Work to be completed → Please print the entries below word for word, starting at the line containing "of the person's" and ending at the line containing "pixel 399 63", with both of those lines included.

Exercise input →
** start **
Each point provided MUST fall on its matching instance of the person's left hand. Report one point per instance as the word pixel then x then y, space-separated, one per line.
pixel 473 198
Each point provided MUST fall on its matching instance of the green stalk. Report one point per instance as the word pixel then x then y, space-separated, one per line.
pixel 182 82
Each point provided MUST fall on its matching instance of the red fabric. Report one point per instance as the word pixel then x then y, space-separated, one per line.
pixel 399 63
** end **
** start **
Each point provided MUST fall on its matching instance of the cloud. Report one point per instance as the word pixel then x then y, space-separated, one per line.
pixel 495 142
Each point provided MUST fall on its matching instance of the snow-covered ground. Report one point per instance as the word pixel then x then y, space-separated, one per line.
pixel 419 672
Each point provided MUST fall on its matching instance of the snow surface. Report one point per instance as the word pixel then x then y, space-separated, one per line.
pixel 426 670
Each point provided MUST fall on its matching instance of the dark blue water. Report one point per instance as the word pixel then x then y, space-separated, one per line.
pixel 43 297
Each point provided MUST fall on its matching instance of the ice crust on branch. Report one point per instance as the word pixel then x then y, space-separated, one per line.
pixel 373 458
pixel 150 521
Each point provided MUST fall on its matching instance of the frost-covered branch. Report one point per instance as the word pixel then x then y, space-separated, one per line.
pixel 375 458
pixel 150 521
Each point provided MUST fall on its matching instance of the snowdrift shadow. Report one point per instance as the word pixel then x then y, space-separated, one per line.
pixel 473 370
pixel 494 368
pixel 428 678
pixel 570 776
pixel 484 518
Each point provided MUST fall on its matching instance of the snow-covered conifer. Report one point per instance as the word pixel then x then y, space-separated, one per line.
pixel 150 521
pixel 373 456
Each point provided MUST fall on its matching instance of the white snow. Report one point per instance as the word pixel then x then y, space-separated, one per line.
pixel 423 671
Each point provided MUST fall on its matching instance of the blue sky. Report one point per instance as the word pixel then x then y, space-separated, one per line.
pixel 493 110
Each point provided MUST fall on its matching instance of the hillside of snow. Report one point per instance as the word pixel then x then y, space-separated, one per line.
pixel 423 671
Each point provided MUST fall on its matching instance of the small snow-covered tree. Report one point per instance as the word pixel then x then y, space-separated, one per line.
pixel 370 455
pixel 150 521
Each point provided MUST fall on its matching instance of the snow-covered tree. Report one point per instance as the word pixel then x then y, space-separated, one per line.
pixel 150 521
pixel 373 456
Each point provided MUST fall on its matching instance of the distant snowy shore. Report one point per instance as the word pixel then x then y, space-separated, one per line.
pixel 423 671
** end **
** start **
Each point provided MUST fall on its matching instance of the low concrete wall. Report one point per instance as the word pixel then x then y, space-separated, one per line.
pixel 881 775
** end **
Written solution →
Each point provided MUST fall on its matching instance of the person's left hand. Report one point per instance as the word pixel then x then y, space-separated, one per line.
pixel 473 198
Each point provided MUST fall on its matching instance of the green stalk. Report one point per instance as the word pixel then x then y, space-separated, one per line.
pixel 182 82
Each point provided MUST fall on its matching instance of the red fabric. Report one point per instance as the word pixel then x then y, space-separated, one per line.
pixel 399 63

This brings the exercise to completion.